* [AUFGABENSTELLUNG 1]: Von welchem Tag ist das Urteil des Bezirksgerichtes Wolfsberg, gegen das sich die Berufung in der Gerichtsentscheidung richtet?
* [AUFGABENSTELLUNG 2]: Fahren Sie mit der Gerichtsentscheidung im Anschluss an ihren letzten Satz fort.

* [LESETEXT]:

JudikaturJustiz1R43/12m

1R43/12m – LG Klagenfurt Entscheidung

Entscheidung
09. März 2012

Kopf

Das Landesgericht Klagenfurt hat als Berufungsgericht durch die Richter Dr. Joham (Vorsitz), Dr. Steflitsch und Dr. Mikulan in der Rechtssache der klagenden Partei ***** , *****, *****, vertreten durch Dr. Wolfgang Muchitsch,Rechtsanwalt in Graz, gegen die beklagte Partei ***** ,*****, *****, vertreten durch Dr. Manfred Angerer ua, Rechtsanwälte in Klagenfurt, wegen € 5.720,49 sA, über die Berufung der klagenden Partei gegen das Urteil des Bezirksgerichtes Wolfsberg vom 30. Dezember 2011, 4 C 1592/11d-14, in nichtöffentlicher Sitzung zu Recht erkannt:

Spruch

Der Berufung wird Folge gegeben.

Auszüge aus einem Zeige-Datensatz
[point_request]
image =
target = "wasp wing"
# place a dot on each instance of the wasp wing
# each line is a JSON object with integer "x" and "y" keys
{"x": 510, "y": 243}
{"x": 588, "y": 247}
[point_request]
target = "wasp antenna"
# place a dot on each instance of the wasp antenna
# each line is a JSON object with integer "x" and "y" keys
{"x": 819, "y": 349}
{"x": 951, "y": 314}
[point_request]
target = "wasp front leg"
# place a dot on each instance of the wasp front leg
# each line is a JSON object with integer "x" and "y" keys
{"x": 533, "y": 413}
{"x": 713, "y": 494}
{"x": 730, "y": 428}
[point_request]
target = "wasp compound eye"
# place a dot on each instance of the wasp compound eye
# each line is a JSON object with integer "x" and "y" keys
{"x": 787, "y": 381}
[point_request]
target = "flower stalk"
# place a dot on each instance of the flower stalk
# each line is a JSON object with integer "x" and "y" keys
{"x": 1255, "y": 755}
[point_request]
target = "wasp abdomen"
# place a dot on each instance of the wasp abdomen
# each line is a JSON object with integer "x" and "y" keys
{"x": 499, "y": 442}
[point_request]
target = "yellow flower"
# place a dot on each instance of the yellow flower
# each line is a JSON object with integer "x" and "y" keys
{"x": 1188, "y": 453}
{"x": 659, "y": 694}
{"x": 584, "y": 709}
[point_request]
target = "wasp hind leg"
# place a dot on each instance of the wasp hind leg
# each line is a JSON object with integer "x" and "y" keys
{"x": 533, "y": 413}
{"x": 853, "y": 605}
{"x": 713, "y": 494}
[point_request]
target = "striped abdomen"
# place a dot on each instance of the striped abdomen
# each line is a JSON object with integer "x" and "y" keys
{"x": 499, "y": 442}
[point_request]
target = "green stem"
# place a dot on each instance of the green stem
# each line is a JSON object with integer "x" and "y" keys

* [ANTWORT ZUR AUFGABE 1]: Das Urteil stammt vom 30. Dezember 2011.

* [ANTWORT ZUR AUFGABE 2]:
Das angefochtene Urteil wird dahin abgeändert, dass es zu lauten hat:

„Die beklagte Partei ist schuldig, der klagenden Partei binnen 14 Tagen einen Betrag von € 5.720,-- samt 4 % Zinsen seit 31. Mai 2011 zu bezahlen und ihr zu Handen des Vertreters die mit € 1.942,42 (darin € 213,57 Umsatzsteuer und € 661,-- Barauslagen) bestimmten Kosten des Verfahrens zu ersetzen.“

Die beklagte Partei ist schuldig, der klagenden Partei zu Handen des Vertreters binnen 14 Tagen die mit € 1.332,27 (darin € 435,06 Umsatzsteuer und € 518,-- Barauslagen)

bestimmten Kosten des Berufungsverfahrens zu ersetzen.

Die ordentliche Revision gemäß § 502 Abs 1 ZPO ist nicht zulässig.

Text

E n t s c h e i d u n g s g r ü n d e :

Am 29. Oktober 2010, gegen 6.00 Uhr, stieß ein mit einer gültigen „Vignette“ ausgestatteter PKW auf der A2 (Südautobahn) in Fahrtrichtung Wien gegen die Leitschienen.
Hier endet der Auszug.